TEXT SHOWN:
══════

# Charles Brown on Studied, Extemporaneous Prayer



## VirginiaHuguenot (Oct 5, 2007)

Charles J. Brown, _The Ministry_, pp. 28-29:



> ii. But now, in the second place, I believe that one great _source_ of the undue length of our public prayers lies in the inadequate measure of attention given among us to the whole subject, and, more specifically, the want of due forethought, premeditation, before the pulpit has been entered. Let me not be misunderstood. I am no advocate for the writing out of prayers and committing them to memory, and should greatly deprecate such a method. It is, however, a mere vulgar and groundless notion that there is no medium between this and a minister's entering his pulpit wholly at sea as to the prayers he is about to offer. It is but a fancy that _free_ prayer is all one with wholly _unpremeditated_ prayer. Assuredly, the Westminster divines entertained no such opinion; for if you examine the _Directory for Public Worship_ you shall find that, while they give no forms of prayer, they give very full materials after the tenor of which the minister is to pray.
> 
> What I plead for, and would press very earnestly, is the marking out in the mind of some leading line of thought and petition not to tie the minister down, but rather to set him more free. Only think what the case is: a pastor leading the devotions of the same people twice every Sabbath, from week to week - during a long course of years, it may be. In the absence of serious forethought it is almost impossible but that one of two results should follow; either he must slide gradually into a form of his own, a repetition substantially of the same things Sabbath after Sabbath (to which, would not a good liturgy be preferable?) or else, in trying to avoid this, he must wander up and down, as some ship at sea without compass or rudder, at the mercy of every wind that blows. There is one blessed wind, at least, he shall be little likely thus to catch, even the gales longed for in those words of the Song of Solomon, 'Awake, O north wind; and come, thou south; blow upon my garden, that the spices thereof may flow out' (_Song of Sol_. 4:16). Oh, I think if these gales are to be found, the soul must be free, the whole exercise must be spontaneous and unconstrained.

══════

INPUT DATA:

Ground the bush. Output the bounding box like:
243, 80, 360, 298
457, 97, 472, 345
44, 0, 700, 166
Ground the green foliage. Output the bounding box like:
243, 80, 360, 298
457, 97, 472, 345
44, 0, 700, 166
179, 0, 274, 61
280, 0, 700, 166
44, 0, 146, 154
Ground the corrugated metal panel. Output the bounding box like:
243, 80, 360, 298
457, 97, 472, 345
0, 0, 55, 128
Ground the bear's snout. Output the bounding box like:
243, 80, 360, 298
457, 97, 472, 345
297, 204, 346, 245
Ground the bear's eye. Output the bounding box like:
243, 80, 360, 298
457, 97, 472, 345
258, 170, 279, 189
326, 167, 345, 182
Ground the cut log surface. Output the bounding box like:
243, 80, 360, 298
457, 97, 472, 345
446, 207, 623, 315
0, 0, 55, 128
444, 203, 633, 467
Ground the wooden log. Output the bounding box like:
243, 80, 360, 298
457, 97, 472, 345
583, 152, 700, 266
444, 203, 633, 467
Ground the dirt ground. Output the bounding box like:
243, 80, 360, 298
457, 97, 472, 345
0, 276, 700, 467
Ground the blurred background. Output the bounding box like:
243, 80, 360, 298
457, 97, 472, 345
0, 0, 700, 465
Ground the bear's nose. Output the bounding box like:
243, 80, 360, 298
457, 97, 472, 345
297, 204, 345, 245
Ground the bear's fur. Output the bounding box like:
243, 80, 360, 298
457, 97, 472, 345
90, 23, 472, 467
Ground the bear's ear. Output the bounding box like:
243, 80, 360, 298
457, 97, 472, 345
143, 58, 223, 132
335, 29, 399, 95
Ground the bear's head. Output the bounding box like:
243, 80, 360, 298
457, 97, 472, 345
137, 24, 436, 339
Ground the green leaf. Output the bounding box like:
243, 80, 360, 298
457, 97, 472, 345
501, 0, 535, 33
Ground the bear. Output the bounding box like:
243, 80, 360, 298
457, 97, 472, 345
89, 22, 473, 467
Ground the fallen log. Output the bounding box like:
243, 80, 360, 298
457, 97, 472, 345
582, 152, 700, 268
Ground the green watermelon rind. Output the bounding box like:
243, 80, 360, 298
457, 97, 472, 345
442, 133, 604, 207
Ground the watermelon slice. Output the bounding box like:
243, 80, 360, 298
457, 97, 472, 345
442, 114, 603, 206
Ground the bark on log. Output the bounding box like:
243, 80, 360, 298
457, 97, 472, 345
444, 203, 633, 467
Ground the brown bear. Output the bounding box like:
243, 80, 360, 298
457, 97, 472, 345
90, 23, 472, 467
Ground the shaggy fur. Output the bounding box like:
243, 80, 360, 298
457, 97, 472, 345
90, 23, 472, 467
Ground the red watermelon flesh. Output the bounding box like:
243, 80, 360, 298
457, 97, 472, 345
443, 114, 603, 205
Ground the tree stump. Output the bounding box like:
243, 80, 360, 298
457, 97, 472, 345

══════

WORK INSTRUCTIONS:
1 - Scale the rows from the line holding "Ground the shaggy" through the last row, inclusive. Rewrite all of those lines, requests and format samples included, and multiply only the bounding-box coordinates given as answers by 1.3, rounding to whole numbers with halves going up.
2 - Carry on the passage on premeditated public prayer from its last sentence.

ANSWER LIST:
1 -
Ground the shaggy fur. Output the bounding box like:
243, 80, 360, 298
457, 97, 472, 345
117, 30, 614, 607
Ground the red watermelon flesh. Output the bounding box like:
243, 80, 360, 298
457, 97, 472, 345
576, 148, 784, 267
Ground the tree stump. Output the bounding box like:
243, 80, 360, 298
457, 97, 472, 345

2 -
> 
> And observe that, though you may have marked out a certain line of thought and petition in your mind, you are nowise tied down to follow it, but may vary it endlessly, according as circumstances, under the adorable Spirit of grace, may suggest. It may only be added here that I include in forethought all earnest desires after a frame of spirit suitable for public prayer, before entering the pulpit. _The whole subject, in short, must come to occupy a larger place in our attention and esteem_.


----------



## CarlosOliveira (Oct 5, 2007)

Great quote and advice! I have often stressed this need upon people when we gather on our prayer meetings. We must prepare our whole being (minds, desires and inclinations) before we pray to our Lord. Solomon says in Ecc 5:1 "Keep thy foot when thou goest to the house of God, and be more ready to hear, than to give, the sacrifice of fools: for they consider not that they do evil." The same can be applied equally to our prayers.


----------



## Gesetveemet (Oct 5, 2007)

*LEADING IN PRAYER*
A Workbook for Worship
_By Hughes Oliphant Old _
page 5 



> For many generations American Protestants have prized spontaneity in public prayer. I hope it will always be so. One has to admit, however, that the spontaneous prayer one often hears in public worship is an embarrassment to the tradition. It all too often lacks content. It may be sincere, but sometimes it is not very profound. One notices sometimes that the approach to prayer that these prayers reveal is immature, if not simply misleading. Spontaneity needs to be balanced by careful preparation and forethought. It needs to be supported by an intense prayer life on the part of the minister. One must be well experienced in prayer to lead in prayer. One can hardly lead if one does not know the way oneself. Spontaneity has to arise from a profound experience of prayer.



William


.


----------



## AV1611 (Oct 6, 2007)

What really annoys me at some prayer meetings is the fear of silence!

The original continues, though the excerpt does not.